TASK GOAL: Copy the data exactly. Images are the one exception.
START INFORMATION PROVIDED
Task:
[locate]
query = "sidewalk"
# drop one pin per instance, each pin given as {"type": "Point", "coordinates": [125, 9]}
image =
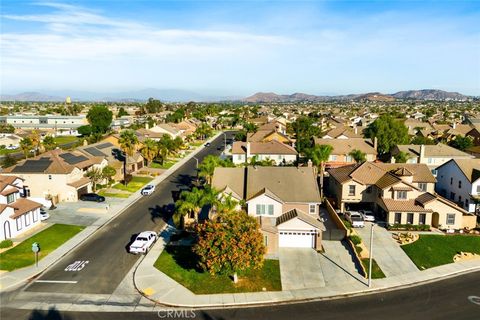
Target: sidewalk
{"type": "Point", "coordinates": [9, 280]}
{"type": "Point", "coordinates": [161, 289]}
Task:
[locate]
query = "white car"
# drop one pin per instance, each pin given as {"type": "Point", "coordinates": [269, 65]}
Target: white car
{"type": "Point", "coordinates": [143, 242]}
{"type": "Point", "coordinates": [148, 189]}
{"type": "Point", "coordinates": [355, 218]}
{"type": "Point", "coordinates": [368, 215]}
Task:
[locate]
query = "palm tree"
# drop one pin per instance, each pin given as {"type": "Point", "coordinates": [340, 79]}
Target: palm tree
{"type": "Point", "coordinates": [319, 155]}
{"type": "Point", "coordinates": [358, 155]}
{"type": "Point", "coordinates": [149, 150]}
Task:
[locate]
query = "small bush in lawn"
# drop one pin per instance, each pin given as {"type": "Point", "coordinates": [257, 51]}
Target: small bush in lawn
END INFORMATION PROVIDED
REPLY:
Task:
[locate]
query = "sidewalk"
# drop one pin per instance, each pin given as {"type": "Point", "coordinates": [125, 9]}
image =
Target: sidewalk
{"type": "Point", "coordinates": [9, 280]}
{"type": "Point", "coordinates": [161, 289]}
Task:
[locate]
query = "white car"
# drop one pin per instance, each pin given as {"type": "Point", "coordinates": [269, 65]}
Target: white car
{"type": "Point", "coordinates": [143, 242]}
{"type": "Point", "coordinates": [148, 189]}
{"type": "Point", "coordinates": [355, 218]}
{"type": "Point", "coordinates": [368, 215]}
Task:
[locate]
query = "palm tree"
# drop one pin per instance, each pin given as {"type": "Point", "coordinates": [340, 79]}
Target: palm tree
{"type": "Point", "coordinates": [319, 155]}
{"type": "Point", "coordinates": [358, 155]}
{"type": "Point", "coordinates": [149, 150]}
Task:
[locate]
query = "small bush in lawn"
# drop one pin per instance, each pin given as {"type": "Point", "coordinates": [257, 51]}
Target: small bush in lawn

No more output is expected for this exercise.